Segment Start: DATA TO PROCESS

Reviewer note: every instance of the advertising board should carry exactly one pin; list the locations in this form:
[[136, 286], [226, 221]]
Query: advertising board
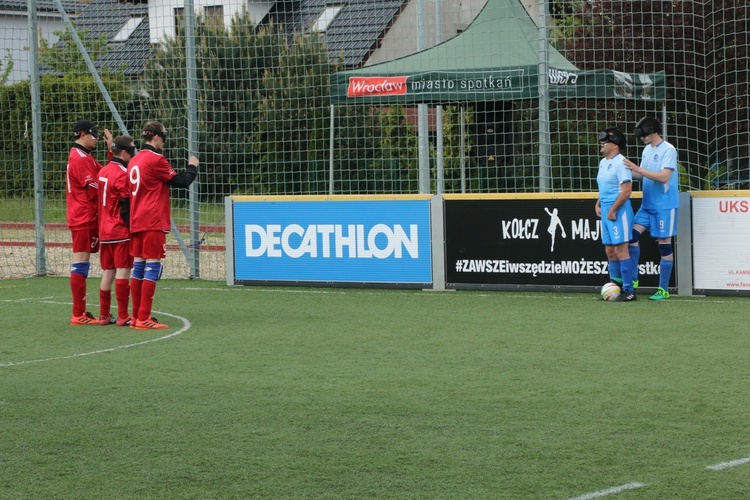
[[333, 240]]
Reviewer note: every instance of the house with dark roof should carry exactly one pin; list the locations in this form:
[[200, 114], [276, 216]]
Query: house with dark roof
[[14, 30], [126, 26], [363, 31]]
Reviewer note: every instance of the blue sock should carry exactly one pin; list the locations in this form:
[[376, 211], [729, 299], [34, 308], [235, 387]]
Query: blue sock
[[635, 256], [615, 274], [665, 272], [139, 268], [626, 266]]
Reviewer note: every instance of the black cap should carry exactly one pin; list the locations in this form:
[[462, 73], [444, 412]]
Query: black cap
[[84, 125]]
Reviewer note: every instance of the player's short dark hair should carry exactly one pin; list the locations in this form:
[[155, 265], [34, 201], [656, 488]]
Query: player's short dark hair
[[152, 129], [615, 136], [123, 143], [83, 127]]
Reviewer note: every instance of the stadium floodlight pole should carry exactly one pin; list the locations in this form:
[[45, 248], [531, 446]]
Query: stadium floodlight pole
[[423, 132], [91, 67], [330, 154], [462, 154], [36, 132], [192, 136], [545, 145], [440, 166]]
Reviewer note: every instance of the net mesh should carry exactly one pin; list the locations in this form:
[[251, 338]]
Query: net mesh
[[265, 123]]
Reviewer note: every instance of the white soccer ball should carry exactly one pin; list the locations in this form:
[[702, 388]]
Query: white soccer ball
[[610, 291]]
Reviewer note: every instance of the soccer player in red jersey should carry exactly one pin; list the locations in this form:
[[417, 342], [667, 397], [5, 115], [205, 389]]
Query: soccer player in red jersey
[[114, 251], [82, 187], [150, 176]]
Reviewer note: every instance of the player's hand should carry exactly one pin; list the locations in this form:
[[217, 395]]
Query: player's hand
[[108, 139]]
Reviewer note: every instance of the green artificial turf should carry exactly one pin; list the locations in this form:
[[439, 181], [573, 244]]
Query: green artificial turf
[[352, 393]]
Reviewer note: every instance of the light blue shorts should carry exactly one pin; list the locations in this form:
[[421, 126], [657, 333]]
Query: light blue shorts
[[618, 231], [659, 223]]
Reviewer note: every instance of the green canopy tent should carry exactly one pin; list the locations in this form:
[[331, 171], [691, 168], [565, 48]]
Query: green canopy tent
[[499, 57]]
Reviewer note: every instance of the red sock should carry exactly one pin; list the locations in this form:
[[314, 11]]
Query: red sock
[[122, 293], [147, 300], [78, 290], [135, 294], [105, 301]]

Segment End: DATA TO PROCESS
Segment Start: DATA TO PROCESS

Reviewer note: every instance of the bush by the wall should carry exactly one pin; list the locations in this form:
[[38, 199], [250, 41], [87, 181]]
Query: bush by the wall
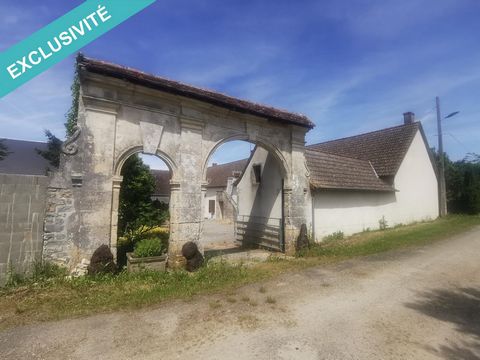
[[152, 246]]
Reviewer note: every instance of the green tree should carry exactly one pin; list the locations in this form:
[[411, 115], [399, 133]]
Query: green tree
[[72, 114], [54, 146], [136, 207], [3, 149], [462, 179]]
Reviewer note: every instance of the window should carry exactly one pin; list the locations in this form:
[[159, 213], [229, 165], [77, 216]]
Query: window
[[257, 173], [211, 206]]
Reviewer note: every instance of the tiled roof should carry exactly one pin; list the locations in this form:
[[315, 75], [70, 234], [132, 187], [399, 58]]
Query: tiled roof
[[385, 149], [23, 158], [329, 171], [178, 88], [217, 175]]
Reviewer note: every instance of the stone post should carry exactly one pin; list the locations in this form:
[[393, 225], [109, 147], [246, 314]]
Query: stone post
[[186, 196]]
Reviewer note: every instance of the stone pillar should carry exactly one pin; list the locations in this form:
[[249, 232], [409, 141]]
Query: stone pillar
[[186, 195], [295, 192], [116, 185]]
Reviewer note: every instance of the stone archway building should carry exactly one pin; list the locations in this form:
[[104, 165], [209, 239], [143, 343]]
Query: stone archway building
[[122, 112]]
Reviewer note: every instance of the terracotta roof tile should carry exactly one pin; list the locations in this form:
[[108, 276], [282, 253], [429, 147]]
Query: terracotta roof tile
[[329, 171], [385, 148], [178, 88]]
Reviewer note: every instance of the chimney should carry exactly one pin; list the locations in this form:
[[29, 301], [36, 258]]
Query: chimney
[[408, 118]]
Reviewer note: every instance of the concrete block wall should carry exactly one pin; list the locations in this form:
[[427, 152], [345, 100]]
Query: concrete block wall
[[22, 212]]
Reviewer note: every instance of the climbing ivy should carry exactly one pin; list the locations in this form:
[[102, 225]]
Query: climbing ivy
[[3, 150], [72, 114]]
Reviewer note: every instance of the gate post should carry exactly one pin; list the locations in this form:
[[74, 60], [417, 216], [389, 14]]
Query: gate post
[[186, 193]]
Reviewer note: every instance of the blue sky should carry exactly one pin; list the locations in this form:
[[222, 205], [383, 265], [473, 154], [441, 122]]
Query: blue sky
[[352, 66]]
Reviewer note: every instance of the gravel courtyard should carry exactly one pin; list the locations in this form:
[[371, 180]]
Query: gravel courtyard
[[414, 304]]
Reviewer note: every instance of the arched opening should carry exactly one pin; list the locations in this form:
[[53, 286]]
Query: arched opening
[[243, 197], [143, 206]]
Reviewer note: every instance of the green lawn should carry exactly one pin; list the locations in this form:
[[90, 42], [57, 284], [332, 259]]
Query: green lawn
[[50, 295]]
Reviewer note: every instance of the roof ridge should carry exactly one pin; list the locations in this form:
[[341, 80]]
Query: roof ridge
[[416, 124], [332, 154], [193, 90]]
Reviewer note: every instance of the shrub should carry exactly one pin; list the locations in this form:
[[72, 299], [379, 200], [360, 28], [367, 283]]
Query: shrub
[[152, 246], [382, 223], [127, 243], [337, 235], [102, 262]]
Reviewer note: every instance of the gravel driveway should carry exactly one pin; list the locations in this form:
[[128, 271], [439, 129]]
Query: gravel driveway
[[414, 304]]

Segment End: DATA TO PROCESS
Segment Start: DATA TO PROCESS

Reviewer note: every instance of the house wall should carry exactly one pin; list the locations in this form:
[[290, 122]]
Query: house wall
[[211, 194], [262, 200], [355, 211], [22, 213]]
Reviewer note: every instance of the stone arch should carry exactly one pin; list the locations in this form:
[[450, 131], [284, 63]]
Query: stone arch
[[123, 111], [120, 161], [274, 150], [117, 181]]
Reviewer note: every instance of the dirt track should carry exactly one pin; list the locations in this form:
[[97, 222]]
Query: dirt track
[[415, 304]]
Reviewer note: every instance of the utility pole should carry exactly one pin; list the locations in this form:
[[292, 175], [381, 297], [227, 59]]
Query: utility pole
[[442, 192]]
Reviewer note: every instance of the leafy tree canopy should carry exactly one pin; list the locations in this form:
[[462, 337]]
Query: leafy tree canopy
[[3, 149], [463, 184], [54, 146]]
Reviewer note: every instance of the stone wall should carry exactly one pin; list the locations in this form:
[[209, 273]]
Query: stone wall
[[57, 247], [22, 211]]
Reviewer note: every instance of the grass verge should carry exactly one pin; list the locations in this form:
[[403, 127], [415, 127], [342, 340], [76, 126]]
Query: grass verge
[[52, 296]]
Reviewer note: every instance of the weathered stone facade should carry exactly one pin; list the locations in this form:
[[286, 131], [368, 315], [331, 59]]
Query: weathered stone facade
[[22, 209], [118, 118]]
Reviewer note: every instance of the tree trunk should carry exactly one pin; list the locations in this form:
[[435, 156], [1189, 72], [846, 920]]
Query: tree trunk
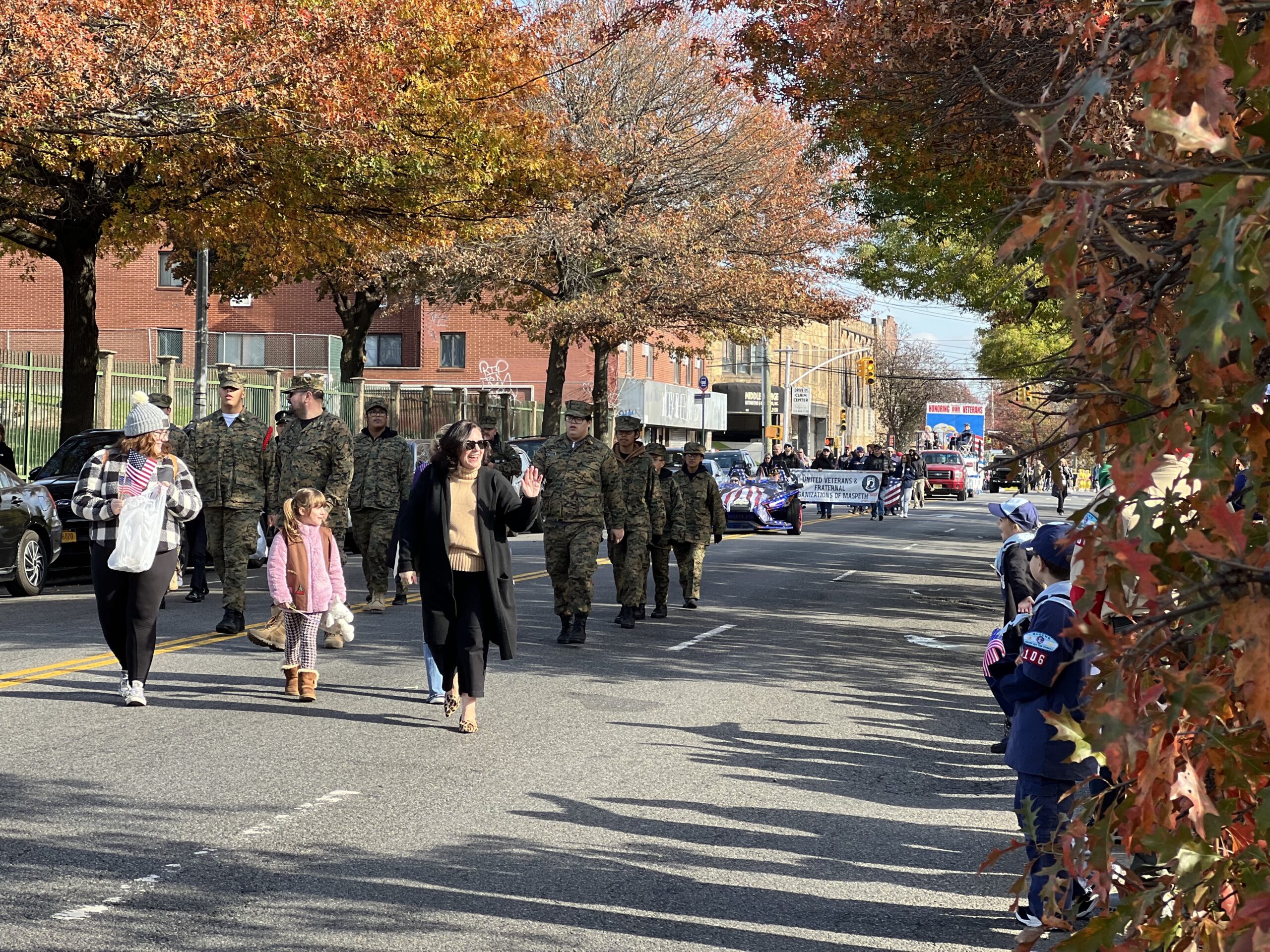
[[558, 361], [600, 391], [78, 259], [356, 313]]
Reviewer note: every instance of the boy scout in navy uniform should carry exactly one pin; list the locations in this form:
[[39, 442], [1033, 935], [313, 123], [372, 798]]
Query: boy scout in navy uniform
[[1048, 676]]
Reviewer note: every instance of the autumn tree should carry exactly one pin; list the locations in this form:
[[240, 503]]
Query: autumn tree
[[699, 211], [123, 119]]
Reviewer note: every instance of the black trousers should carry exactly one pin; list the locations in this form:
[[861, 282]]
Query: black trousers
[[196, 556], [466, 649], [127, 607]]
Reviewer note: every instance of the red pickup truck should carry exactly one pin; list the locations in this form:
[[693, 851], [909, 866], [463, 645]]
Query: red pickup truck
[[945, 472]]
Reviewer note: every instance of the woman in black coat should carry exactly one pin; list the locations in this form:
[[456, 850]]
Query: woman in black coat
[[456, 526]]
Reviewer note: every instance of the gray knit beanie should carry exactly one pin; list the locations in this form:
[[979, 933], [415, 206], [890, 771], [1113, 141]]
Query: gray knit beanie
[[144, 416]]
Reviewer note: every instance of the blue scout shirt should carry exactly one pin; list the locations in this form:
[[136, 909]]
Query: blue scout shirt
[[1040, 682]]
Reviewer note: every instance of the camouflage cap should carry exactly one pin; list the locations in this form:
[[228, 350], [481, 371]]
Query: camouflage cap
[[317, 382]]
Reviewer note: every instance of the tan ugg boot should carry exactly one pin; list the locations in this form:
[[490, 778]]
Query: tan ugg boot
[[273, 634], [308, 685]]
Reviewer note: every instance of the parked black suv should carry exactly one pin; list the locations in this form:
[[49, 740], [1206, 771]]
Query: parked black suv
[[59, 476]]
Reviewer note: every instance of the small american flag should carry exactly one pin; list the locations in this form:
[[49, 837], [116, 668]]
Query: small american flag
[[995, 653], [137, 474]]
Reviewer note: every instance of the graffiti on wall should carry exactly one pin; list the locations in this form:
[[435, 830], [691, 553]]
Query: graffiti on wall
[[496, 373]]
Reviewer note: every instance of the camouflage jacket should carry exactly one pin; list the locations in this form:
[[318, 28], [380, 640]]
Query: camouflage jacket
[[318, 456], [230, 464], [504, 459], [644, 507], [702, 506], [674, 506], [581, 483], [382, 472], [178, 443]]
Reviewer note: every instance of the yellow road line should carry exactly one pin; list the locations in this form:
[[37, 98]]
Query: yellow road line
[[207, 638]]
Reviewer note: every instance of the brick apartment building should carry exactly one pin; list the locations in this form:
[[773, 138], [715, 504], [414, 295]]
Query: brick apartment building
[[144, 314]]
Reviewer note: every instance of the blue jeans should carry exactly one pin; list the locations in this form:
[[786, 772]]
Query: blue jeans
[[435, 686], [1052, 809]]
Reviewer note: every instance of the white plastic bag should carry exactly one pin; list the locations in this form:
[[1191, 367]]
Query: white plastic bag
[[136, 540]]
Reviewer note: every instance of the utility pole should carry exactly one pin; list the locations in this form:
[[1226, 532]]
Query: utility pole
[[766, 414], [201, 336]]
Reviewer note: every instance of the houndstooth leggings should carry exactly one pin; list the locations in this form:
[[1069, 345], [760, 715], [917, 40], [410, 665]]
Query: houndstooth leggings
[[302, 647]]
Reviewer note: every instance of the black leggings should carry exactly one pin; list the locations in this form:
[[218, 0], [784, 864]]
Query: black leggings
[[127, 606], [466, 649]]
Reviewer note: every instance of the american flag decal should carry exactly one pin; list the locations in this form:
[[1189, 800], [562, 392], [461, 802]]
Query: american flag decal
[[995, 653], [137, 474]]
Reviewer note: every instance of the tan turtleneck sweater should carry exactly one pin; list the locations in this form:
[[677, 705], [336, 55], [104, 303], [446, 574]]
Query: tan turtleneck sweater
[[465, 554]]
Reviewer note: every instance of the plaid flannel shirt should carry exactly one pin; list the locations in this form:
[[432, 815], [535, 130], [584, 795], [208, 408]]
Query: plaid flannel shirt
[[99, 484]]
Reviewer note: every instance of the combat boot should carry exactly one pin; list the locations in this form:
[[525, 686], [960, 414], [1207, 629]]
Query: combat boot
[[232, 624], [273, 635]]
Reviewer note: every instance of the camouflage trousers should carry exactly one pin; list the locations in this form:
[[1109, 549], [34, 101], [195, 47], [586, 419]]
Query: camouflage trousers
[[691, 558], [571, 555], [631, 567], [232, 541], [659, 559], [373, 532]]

Segment End: DATA TO PROCESS

### PROBLEM REQUIREMENTS
Beginning at the line above that contains "Reviewer note: every instance of the advertising", repeat each line exactly through the one that contains "Reviewer note: every instance of the house with", and leave out the pictures.

### RESPONSE TO THIS EXERCISE
Reviewer note: every instance of the advertising board should carry exactly one pin; list the locations in this form:
[[136, 286], [226, 221]]
Query: advertising board
[[333, 240]]
Reviewer note: every instance of the house with dark roof should carry exactly one pin; list the locations in this form:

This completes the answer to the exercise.